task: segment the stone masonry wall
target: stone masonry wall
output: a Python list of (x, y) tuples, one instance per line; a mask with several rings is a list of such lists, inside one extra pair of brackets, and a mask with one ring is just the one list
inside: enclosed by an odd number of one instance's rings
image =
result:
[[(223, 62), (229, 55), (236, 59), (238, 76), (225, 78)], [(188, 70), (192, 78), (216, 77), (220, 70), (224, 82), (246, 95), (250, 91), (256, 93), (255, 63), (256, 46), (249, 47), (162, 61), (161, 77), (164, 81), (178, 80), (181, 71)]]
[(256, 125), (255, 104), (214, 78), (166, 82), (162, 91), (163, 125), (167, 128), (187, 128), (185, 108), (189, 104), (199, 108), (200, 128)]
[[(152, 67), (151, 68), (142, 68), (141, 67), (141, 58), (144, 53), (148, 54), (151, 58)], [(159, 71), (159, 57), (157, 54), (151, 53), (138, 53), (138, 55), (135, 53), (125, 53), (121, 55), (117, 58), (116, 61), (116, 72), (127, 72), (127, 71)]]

TASK BRIEF: Can you rewrite the data above with "stone masonry wall" changed to "rubble stone wall" everywhere and nothing else altered?

WORKED SOLUTION:
task: segment the rubble stone wall
target: rubble stone wall
output: a Python list of (x, y) tuples, one instance per line; a mask with several rings is a list of such lists, inside one extra pair of brackets, and a mask with one ring is just the one list
inside: enclosed by an odd number of one instance's rings
image =
result:
[[(223, 62), (229, 55), (236, 59), (238, 76), (225, 78)], [(188, 70), (192, 78), (216, 77), (220, 70), (224, 82), (246, 95), (250, 91), (256, 93), (255, 63), (256, 46), (249, 47), (162, 61), (161, 77), (164, 81), (178, 80), (181, 71)]]
[(256, 125), (255, 104), (214, 78), (166, 82), (162, 91), (163, 125), (167, 128), (187, 128), (185, 108), (189, 104), (199, 108), (200, 128)]
[[(152, 67), (151, 68), (142, 68), (141, 67), (141, 58), (144, 53), (148, 54), (151, 58)], [(159, 71), (159, 57), (157, 54), (151, 53), (138, 53), (138, 55), (135, 53), (125, 53), (121, 55), (117, 58), (116, 61), (116, 72), (127, 72), (127, 71)]]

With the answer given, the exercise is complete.